• Section du texte:
• • • • • • •

28      Les ouvrages A, B et C sont désignés ci-après en tant qu’«ouvrages supplémentaires».

29      Il résulte de ce qui précède que l’ouvrage C était mentionné dans le premier avis et le premier cahier des charges, mais pas dans les seconds. Les ouvrages A et B n’étaient mentionnés ni dans les premiers ni dans les seconds. Quant aux travaux de construction d’une voie de contournement de Guadarrama, qui étaient repris dans le premier cahier des charges mais pas dans le second, ils ne relevaient pas de l’objet de la concession attribuée à Iberpistas et ils n’ont finalement pas été réalisés.

30      Il ressort du dossier que la liaison entre le tronçon à péage de l’autoroute A‑6 et Ségovie a été mise en fonctionnement en 2003, et que la quatrième voie de circulation sur le tronçon gratuit de l’autoroute A‑6 (ouvrage C) est entrée en service le 1er janvier 2006. Il ressort également du dossier que les autres ouvrages ont été entre-temps réalisés.

31      Il ressort également d’une lettre des autorités espagnoles, du 28 novembre 2001, que le coût des travaux explicitement mentionnés dans le second avis et le second cahier des charges, à savoir les liaisons du tronçon à péage de l’autoroute A‑6 avec Ségovie et Ávila, s’est élevé à 151,76 millions d’euros. Ce coût ne comprend pas celui concernant les travaux d’entretien et d’exploitation du tronçon à péage de l’autoroute A‑6, qui ont été concédés à partir du 30 janvier 2018. Le coût des trois ouvrages supplémentaires se serait élevé à 132,03 millions d’euros.

• • • • • • •

• Extrait de données:
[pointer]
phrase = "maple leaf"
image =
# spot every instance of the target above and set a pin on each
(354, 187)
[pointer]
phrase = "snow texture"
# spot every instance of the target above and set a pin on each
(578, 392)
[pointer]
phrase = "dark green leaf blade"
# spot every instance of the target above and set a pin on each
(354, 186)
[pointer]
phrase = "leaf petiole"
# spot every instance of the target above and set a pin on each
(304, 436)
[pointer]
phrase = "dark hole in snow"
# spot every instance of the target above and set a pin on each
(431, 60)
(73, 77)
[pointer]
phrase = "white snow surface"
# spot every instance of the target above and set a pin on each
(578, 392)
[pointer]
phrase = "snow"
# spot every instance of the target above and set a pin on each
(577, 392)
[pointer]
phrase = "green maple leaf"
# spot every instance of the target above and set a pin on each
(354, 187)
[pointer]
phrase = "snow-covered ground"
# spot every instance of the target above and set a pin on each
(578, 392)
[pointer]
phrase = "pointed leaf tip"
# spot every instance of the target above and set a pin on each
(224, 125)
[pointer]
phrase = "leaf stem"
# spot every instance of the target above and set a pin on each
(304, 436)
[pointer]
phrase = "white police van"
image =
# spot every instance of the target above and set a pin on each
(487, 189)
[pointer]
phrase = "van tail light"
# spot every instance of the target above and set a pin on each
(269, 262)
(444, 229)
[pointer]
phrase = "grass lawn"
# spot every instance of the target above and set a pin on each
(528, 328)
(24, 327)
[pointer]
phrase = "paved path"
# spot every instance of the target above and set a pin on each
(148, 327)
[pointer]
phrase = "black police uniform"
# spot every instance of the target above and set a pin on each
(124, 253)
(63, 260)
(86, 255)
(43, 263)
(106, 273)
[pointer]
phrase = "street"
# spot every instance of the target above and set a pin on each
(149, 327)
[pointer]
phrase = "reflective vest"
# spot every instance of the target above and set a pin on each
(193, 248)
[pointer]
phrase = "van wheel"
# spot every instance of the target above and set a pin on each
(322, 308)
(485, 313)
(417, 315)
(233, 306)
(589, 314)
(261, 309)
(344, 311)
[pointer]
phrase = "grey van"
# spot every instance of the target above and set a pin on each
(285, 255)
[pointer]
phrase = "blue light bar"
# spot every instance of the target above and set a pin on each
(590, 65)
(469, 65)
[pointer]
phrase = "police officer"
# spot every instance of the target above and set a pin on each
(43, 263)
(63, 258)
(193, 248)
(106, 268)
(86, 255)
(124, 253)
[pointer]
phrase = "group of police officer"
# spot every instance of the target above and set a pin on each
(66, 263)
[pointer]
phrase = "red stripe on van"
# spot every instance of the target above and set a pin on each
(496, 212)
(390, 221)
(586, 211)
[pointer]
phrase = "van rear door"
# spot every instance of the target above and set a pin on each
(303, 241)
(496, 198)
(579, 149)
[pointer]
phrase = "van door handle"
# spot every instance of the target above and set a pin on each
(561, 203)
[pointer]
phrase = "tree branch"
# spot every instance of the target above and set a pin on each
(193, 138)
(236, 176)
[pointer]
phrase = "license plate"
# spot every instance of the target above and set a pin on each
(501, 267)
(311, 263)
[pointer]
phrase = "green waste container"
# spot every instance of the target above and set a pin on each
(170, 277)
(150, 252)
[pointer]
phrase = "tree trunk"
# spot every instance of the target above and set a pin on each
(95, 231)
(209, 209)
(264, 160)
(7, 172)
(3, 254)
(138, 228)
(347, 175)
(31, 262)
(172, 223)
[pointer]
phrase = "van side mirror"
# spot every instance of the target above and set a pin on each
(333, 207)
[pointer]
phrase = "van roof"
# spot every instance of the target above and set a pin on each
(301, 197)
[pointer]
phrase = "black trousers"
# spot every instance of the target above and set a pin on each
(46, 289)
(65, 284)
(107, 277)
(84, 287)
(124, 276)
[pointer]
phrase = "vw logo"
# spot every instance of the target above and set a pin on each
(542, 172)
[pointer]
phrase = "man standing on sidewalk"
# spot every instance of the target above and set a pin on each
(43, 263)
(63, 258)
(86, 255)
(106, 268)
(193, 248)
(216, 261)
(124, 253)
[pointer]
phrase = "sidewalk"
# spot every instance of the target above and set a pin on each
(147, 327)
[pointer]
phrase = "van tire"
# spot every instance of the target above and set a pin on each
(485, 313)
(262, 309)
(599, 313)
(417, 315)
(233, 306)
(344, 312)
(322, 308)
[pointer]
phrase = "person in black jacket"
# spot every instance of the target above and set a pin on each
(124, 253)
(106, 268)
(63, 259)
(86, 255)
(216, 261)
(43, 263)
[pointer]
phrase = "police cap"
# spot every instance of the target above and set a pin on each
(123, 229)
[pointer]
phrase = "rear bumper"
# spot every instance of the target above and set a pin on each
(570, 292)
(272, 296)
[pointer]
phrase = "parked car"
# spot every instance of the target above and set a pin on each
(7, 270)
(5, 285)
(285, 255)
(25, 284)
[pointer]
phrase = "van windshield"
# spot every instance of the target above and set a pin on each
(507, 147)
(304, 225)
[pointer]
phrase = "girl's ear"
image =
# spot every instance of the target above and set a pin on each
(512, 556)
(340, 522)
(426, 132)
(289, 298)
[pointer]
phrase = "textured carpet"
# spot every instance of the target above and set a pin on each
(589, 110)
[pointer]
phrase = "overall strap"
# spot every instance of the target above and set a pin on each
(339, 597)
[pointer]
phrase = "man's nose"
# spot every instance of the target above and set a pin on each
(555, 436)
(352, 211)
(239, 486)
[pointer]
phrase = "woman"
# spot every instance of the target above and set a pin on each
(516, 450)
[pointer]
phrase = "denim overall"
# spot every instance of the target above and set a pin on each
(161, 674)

• • • • • • •

• Série de tâches:
1) D'après l'extrait sur la concession de l'autoroute A‑6, à quelle date la quatrième voie de circulation sur le tronçon gratuit (ouvrage C) est-elle entrée en service ?
2) Écrivez la suite de l'extrait sur la concession de l'autoroute A‑6, en reprenant après sa dernière phrase.
Les lignes n'ont aucun rôle dans cette partie.

• Réponses rédigées:
1) Le 1er janvier 2006.

2)
 La procédure précontentieuse

32      Ayant des doutes quant à la régularité, au regard des règles de la directive 93/37, de la procédure suivant laquelle a été concédée la réalisation des ouvrages supplémentaires, la Commission a, le 30 avril 2001, adressé au Royaume d’Espagne une lettre de mise en demeure, à laquelle celui-ci a répondu par lettre du 27 juin 2001. N’ayant pas jugé satisfaisantes les explications entre-temps fournies par cet État membre, la Commission a, le 18 juillet 2002, rendu un avis motivé, auquel ledit État a répondu par lettres des 20 septembre 2002 et 13 mars 2003.

33      Le 25 juillet 2003, la Commission a adressé au Royaume d’Espagne une lettre de mise en demeure complémentaire concernant le non-respect des principes d’égalité de traitement et de non-discrimination, à laquelle celui-ci a répondu par lettre du 28 octobre 2003. Le 22 décembre 2004, la Commission a adressé un avis motivé complémentaire concernant la violation desdits principes, auquel cet État membre a répondu par lettre du 3 mars 2005. N’ayant pas été satisfaite de cette réponse, la Commission a déposé le présent recours.

 Sur le recours

 Sur la recevabilité

34      Le Royaume d’Espagne soulève deux exceptions d’irrecevabilité. Premièrement, il soutient que la requête méconnaît les exigences du règlement de procédure de la Cour, car la preuve du pouvoir de représentation n’est pas apportée en ce qui concerne l’avocate représentant la Commission. Cette institution ne justifierait, en outre, pas la mission dont cette avocate serait chargée pour intervenir dans la présente affaire, puisque celle-ci n’agirait pas en qualité d’agent de la Commission.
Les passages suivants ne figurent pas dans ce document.